— start DATA SUPPLIED —

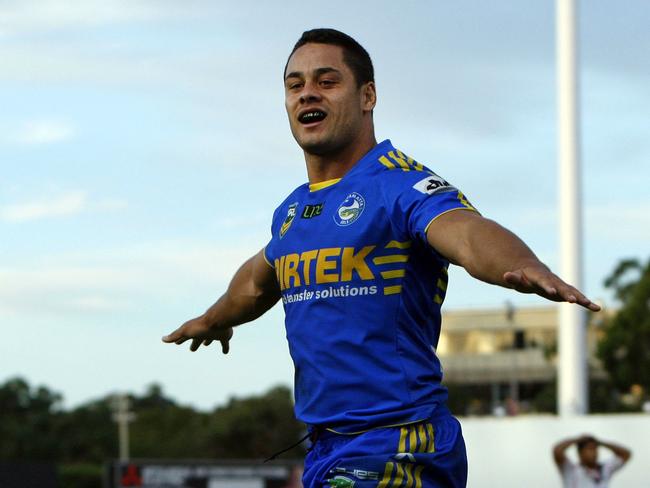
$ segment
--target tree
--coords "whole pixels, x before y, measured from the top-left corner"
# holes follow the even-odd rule
[[[0,459],[49,460],[58,449],[61,395],[21,378],[0,386]]]
[[[605,286],[612,289],[621,308],[607,323],[598,356],[620,392],[632,385],[650,390],[650,260],[621,261]]]

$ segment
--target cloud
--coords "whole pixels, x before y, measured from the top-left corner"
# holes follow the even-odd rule
[[[75,215],[84,211],[87,201],[86,192],[74,191],[51,200],[5,205],[0,207],[0,220],[20,223]]]
[[[39,120],[26,123],[14,140],[20,144],[52,144],[72,139],[75,132],[67,122]]]
[[[149,21],[181,15],[174,2],[147,0],[20,0],[0,6],[0,32],[5,35],[87,28]]]
[[[31,258],[0,267],[0,312],[22,319],[97,320],[115,313],[151,318],[179,303],[191,309],[194,301],[214,301],[257,251],[241,243],[183,241]]]
[[[126,200],[106,198],[93,201],[82,190],[41,200],[0,206],[0,222],[23,223],[70,217],[86,212],[116,212],[128,208]]]

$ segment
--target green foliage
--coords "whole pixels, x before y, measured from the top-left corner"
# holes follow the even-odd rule
[[[605,285],[621,301],[598,345],[598,356],[614,386],[627,392],[632,385],[650,390],[650,261],[619,263]]]
[[[0,386],[0,459],[49,460],[58,449],[61,395],[14,378]]]
[[[159,385],[130,395],[133,458],[263,458],[295,443],[304,426],[295,420],[291,390],[231,399],[212,412],[177,405]],[[300,456],[300,448],[287,456]],[[61,395],[15,378],[0,385],[0,459],[59,464],[61,486],[99,486],[102,465],[118,454],[113,398],[70,411]]]
[[[295,420],[291,391],[285,386],[262,397],[231,399],[210,418],[210,452],[219,458],[266,458],[298,441],[304,426]],[[298,447],[286,456],[302,456]]]

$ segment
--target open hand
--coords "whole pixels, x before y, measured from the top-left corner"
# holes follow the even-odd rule
[[[183,344],[192,339],[190,351],[196,351],[201,344],[209,346],[212,341],[221,342],[221,351],[228,354],[230,351],[230,339],[232,338],[232,327],[226,329],[215,329],[210,327],[203,316],[188,320],[171,334],[162,338],[168,344]]]
[[[593,312],[600,310],[599,305],[589,300],[577,288],[562,281],[546,266],[524,266],[507,271],[503,279],[521,293],[536,293],[554,302],[576,303]]]

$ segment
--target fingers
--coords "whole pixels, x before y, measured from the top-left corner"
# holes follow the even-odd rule
[[[600,310],[600,306],[548,271],[547,268],[508,271],[504,273],[503,279],[521,293],[536,293],[555,302],[575,303],[593,312]]]
[[[174,332],[167,334],[166,336],[163,336],[162,338],[163,342],[166,342],[167,344],[171,344],[171,343],[182,344],[188,339],[187,337],[184,337],[182,331],[183,331],[183,327],[179,327]]]

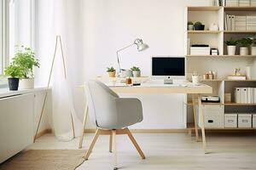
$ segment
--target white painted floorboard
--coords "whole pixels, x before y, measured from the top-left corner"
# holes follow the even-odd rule
[[[142,160],[128,137],[117,137],[118,165],[124,170],[256,170],[255,133],[207,134],[208,151],[186,133],[135,133],[146,160]],[[86,149],[93,134],[85,134]],[[78,149],[79,139],[60,142],[53,134],[37,140],[28,149]],[[113,169],[108,137],[100,136],[90,157],[78,170]]]

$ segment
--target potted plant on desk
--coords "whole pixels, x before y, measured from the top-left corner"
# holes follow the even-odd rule
[[[22,76],[20,81],[20,89],[34,88],[33,68],[39,67],[39,60],[35,58],[35,53],[30,48],[18,50],[13,59],[14,64],[22,69]]]
[[[8,83],[9,90],[18,90],[20,77],[22,76],[22,68],[12,63],[5,68],[4,74],[9,76]]]
[[[131,68],[131,71],[132,71],[133,77],[139,77],[141,76],[141,70],[139,67],[133,66]]]
[[[240,46],[240,55],[248,55],[249,46],[253,43],[253,40],[250,38],[241,38],[237,42]]]
[[[115,77],[115,69],[112,67],[107,67],[107,72],[108,72],[109,77]]]
[[[235,55],[237,41],[233,40],[231,37],[230,40],[227,40],[224,42],[227,45],[228,55]]]

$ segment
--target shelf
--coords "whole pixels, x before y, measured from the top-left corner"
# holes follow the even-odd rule
[[[202,102],[202,105],[223,105],[224,104],[221,103],[211,103],[211,102]],[[188,101],[187,105],[193,105],[192,101]]]
[[[237,103],[225,103],[224,105],[238,105],[238,106],[256,106],[256,104],[237,104]]]
[[[186,55],[186,57],[211,57],[211,58],[231,58],[231,57],[237,57],[237,58],[253,58],[256,55]]]
[[[189,6],[188,7],[189,11],[218,11],[222,7],[217,6]]]
[[[195,129],[194,122],[188,122],[187,128]],[[200,127],[198,127],[199,129]],[[206,128],[206,130],[256,130],[255,128]]]
[[[256,31],[224,31],[227,34],[256,34]]]
[[[188,34],[218,34],[221,31],[188,31]]]
[[[254,11],[256,7],[224,7],[225,11]]]

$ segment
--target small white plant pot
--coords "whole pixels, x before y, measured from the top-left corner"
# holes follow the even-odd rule
[[[133,77],[140,77],[141,76],[141,71],[132,71]]]
[[[256,47],[252,47],[252,48],[251,48],[251,55],[256,55]]]
[[[194,30],[194,25],[188,25],[188,30],[193,31]]]
[[[240,55],[248,55],[249,48],[247,47],[241,47],[240,48]]]
[[[20,79],[19,89],[32,89],[34,88],[33,78]]]
[[[228,46],[228,55],[235,55],[236,54],[236,46]]]

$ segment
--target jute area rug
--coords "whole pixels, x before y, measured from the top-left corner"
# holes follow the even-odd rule
[[[82,150],[30,150],[0,164],[0,170],[74,170],[84,162]]]

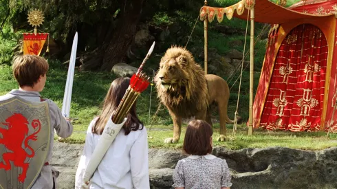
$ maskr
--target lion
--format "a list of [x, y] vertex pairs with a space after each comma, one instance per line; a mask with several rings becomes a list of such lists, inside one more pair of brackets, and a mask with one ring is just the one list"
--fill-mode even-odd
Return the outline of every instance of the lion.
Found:
[[180, 47], [171, 47], [162, 57], [155, 76], [157, 97], [168, 109], [173, 122], [173, 137], [165, 143], [177, 143], [182, 132], [182, 119], [195, 116], [212, 126], [209, 105], [217, 104], [220, 117], [220, 135], [225, 141], [226, 122], [233, 123], [227, 115], [229, 87], [221, 78], [204, 75], [192, 54]]
[[[0, 144], [7, 149], [7, 152], [2, 155], [3, 162], [0, 162], [0, 170], [10, 170], [12, 168], [10, 162], [12, 162], [18, 170], [19, 170], [19, 168], [21, 168], [22, 172], [19, 175], [18, 179], [19, 182], [23, 183], [30, 166], [30, 162], [26, 162], [26, 158], [35, 156], [35, 151], [29, 146], [29, 143], [30, 140], [37, 140], [36, 134], [40, 132], [41, 124], [39, 120], [33, 120], [32, 126], [34, 129], [37, 128], [37, 131], [28, 136], [29, 122], [22, 114], [14, 113], [7, 118], [6, 122], [2, 124], [7, 126], [8, 129], [5, 129], [0, 127], [0, 133], [2, 135], [2, 138], [0, 138]], [[26, 151], [26, 148], [30, 151], [30, 153]]]

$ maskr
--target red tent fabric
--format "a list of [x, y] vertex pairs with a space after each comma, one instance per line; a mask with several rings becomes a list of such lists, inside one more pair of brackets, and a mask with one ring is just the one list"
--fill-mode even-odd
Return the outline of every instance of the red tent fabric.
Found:
[[[221, 21], [226, 14], [246, 20], [248, 1], [204, 6], [201, 19]], [[306, 0], [289, 8], [255, 0], [254, 12], [255, 21], [273, 25], [254, 100], [254, 126], [337, 132], [337, 0]]]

— end DATA SUPPLIED —

WORK TO DO:
Quote the entries above word for word. Leave the images out.

RESULT OF THIS TASK:
$ segment
--target tree
--coords "whole pixels, x before y, measured from the top-left corner"
# holes follow the even-odd rule
[[[0,459],[49,460],[58,449],[61,395],[21,378],[0,386]]]
[[[605,286],[612,289],[621,308],[607,323],[598,356],[620,392],[632,385],[650,390],[650,260],[621,261]]]

$ segment
--target cloud
--coords "whole pixels, x before y, measured from the top-left corner"
# holes follow the even-odd rule
[[[75,215],[84,211],[87,201],[86,192],[74,191],[51,200],[5,205],[0,207],[0,220],[20,223]]]
[[[39,120],[26,123],[14,140],[20,144],[52,144],[72,139],[75,132],[67,122]]]
[[[149,21],[181,15],[174,2],[147,0],[20,0],[0,6],[0,32],[5,35],[87,28]]]
[[[31,258],[0,267],[0,312],[22,319],[97,320],[115,313],[151,318],[179,303],[191,309],[194,301],[214,301],[257,251],[241,243],[183,241]]]
[[[126,200],[106,198],[93,201],[82,190],[41,200],[0,206],[0,222],[23,223],[70,217],[86,212],[116,212],[128,208]]]

$ segment
--target green foliage
--coords "whole pixels, x before y, measured from the top-left corner"
# holes follow the even-odd rule
[[[605,285],[621,301],[598,345],[598,356],[614,386],[627,392],[632,385],[650,390],[650,261],[619,263]]]
[[[0,386],[0,459],[49,460],[58,449],[61,395],[14,378]]]
[[[159,385],[130,395],[133,458],[263,458],[295,443],[304,426],[295,420],[291,390],[231,399],[212,412],[177,405]],[[300,456],[300,448],[287,456]],[[61,395],[15,378],[0,385],[0,459],[59,464],[61,486],[99,486],[102,465],[118,454],[113,398],[70,411]]]
[[[295,420],[291,391],[285,386],[262,397],[231,399],[210,418],[210,452],[219,458],[266,458],[298,441],[304,426]],[[298,447],[286,456],[302,456]]]

$ segment
--target open hand
--coords "whole pixels, x before y, measured from the top-left corner"
# holes follow the even-odd rule
[[[183,344],[192,339],[190,351],[196,351],[201,344],[209,346],[212,341],[221,342],[221,351],[228,354],[230,351],[230,339],[232,338],[232,327],[226,329],[215,329],[210,327],[203,316],[188,320],[171,334],[162,338],[168,344]]]
[[[593,312],[600,310],[599,305],[589,300],[577,288],[562,281],[546,266],[524,266],[507,271],[503,279],[521,293],[536,293],[554,302],[576,303]]]

$ segment
--target fingers
--coords "whole pixels, x before y, measured from the top-left corner"
# holes follow the even-odd rule
[[[600,310],[600,306],[548,271],[547,268],[508,271],[504,273],[503,279],[521,293],[536,293],[555,302],[575,303],[593,312]]]
[[[174,332],[167,334],[166,336],[163,336],[162,338],[163,342],[166,342],[167,344],[171,344],[171,343],[182,344],[188,339],[187,337],[184,337],[182,331],[183,331],[183,327],[179,327]]]

$ segment
--target white painted floorboard
--coords "whole pixels, x before y, measured from the top-left corner"
# holes follow the even-odd rule
[[[142,160],[128,137],[117,137],[118,165],[124,170],[256,170],[255,133],[207,134],[208,151],[186,133],[135,133],[146,160]],[[86,149],[93,134],[85,134]],[[78,149],[79,139],[60,142],[53,134],[37,140],[28,149]],[[113,169],[108,137],[100,136],[90,157],[78,170]]]

$ segment
--target potted plant on desk
--coords "whole pixels, x before y, measured from the top-left corner"
# holes follow the even-odd rule
[[[22,76],[20,81],[20,89],[34,88],[33,68],[39,67],[39,60],[35,58],[35,53],[30,48],[18,50],[13,59],[14,64],[22,69]]]
[[[8,83],[9,90],[18,90],[20,77],[22,76],[22,68],[12,63],[5,68],[4,74],[9,76]]]
[[[131,68],[131,71],[132,71],[133,77],[139,77],[141,76],[141,70],[139,67],[133,66]]]
[[[240,46],[240,55],[248,55],[249,46],[253,43],[253,40],[250,38],[241,38],[237,42]]]
[[[115,77],[115,69],[112,67],[107,67],[107,72],[108,72],[109,77]]]
[[[235,55],[237,41],[233,40],[231,37],[230,40],[227,40],[224,42],[227,45],[228,55]]]

$ segment
--target shelf
--coords "whole pixels, x before y, measured from the top-left corner"
# holes follow the even-odd rule
[[[202,102],[202,105],[223,105],[224,104],[221,103],[211,103],[211,102]],[[188,101],[187,105],[193,105],[192,101]]]
[[[237,103],[225,103],[224,105],[238,105],[238,106],[256,106],[256,104],[237,104]]]
[[[186,55],[186,57],[211,57],[211,58],[231,58],[231,57],[237,57],[237,58],[253,58],[256,55]]]
[[[189,6],[188,7],[189,11],[218,11],[222,7],[217,6]]]
[[[195,129],[194,122],[188,122],[187,128]],[[200,127],[198,127],[199,129]],[[206,128],[206,130],[256,130],[255,128]]]
[[[256,31],[224,31],[227,34],[256,34]]]
[[[188,34],[218,34],[221,31],[188,31]]]
[[[254,11],[256,7],[224,7],[225,11]]]

$ segment
--target small white plant pot
--coords "whole pixels, x before y, measured from the top-left corner"
# holes follow the even-odd rule
[[[133,77],[140,77],[141,76],[141,71],[132,71]]]
[[[256,47],[252,47],[252,48],[251,48],[251,55],[256,55]]]
[[[194,30],[194,25],[188,25],[188,30],[193,31]]]
[[[240,55],[248,55],[249,48],[247,47],[241,47],[240,48]]]
[[[20,79],[19,89],[32,89],[34,88],[33,78]]]
[[[228,46],[228,55],[235,55],[236,54],[236,46]]]

$ segment
--target jute area rug
--coords "whole pixels, x before y, measured from the top-left corner"
# holes follow the even-odd rule
[[[82,150],[30,150],[0,164],[0,170],[74,170],[84,162]]]

$ maskr
--target lion
--format "a list of [x, y] vertex pairs with a space after each comma, one instance per line; a mask with several rings becomes a list of such lists, inside one more pair of brackets, and a mask with one ring is just the one list"
--fill-mode even-odd
Return the outline of every instance of the lion.
Found:
[[180, 47], [171, 47], [162, 57], [155, 76], [157, 97], [168, 109], [173, 122], [173, 137], [165, 143], [177, 143], [182, 132], [182, 119], [195, 116], [212, 126], [209, 105], [217, 104], [220, 117], [220, 135], [225, 141], [226, 122], [233, 123], [227, 115], [229, 87], [221, 78], [204, 75], [192, 54]]
[[[0, 144], [7, 149], [7, 152], [2, 155], [3, 162], [0, 162], [0, 170], [10, 170], [12, 168], [10, 162], [12, 162], [18, 170], [19, 170], [19, 168], [21, 168], [22, 172], [19, 175], [18, 179], [19, 182], [23, 183], [30, 166], [30, 162], [26, 162], [26, 158], [35, 156], [35, 151], [29, 146], [29, 143], [30, 140], [37, 140], [36, 134], [40, 132], [41, 124], [39, 120], [33, 120], [32, 126], [34, 129], [37, 128], [37, 131], [28, 136], [29, 122], [22, 114], [14, 113], [7, 118], [6, 122], [2, 124], [7, 126], [8, 129], [5, 129], [0, 127], [0, 133], [2, 135], [2, 138], [0, 138]], [[26, 151], [26, 148], [30, 151], [30, 153]]]

$ maskr
--target red tent fabric
--format "a list of [x, y] vertex pairs with a space after each comma, one instance per line; a mask with several rings becomes a list of such lists, inside one more pair of brackets, and a mask with one ring is just the one list"
--fill-mode even-odd
Return the outline of every instance of the red tent fabric.
Found:
[[[221, 21], [226, 14], [246, 20], [248, 1], [204, 6], [201, 19]], [[306, 0], [289, 8], [255, 0], [254, 12], [255, 21], [273, 25], [254, 100], [254, 126], [337, 132], [337, 0]]]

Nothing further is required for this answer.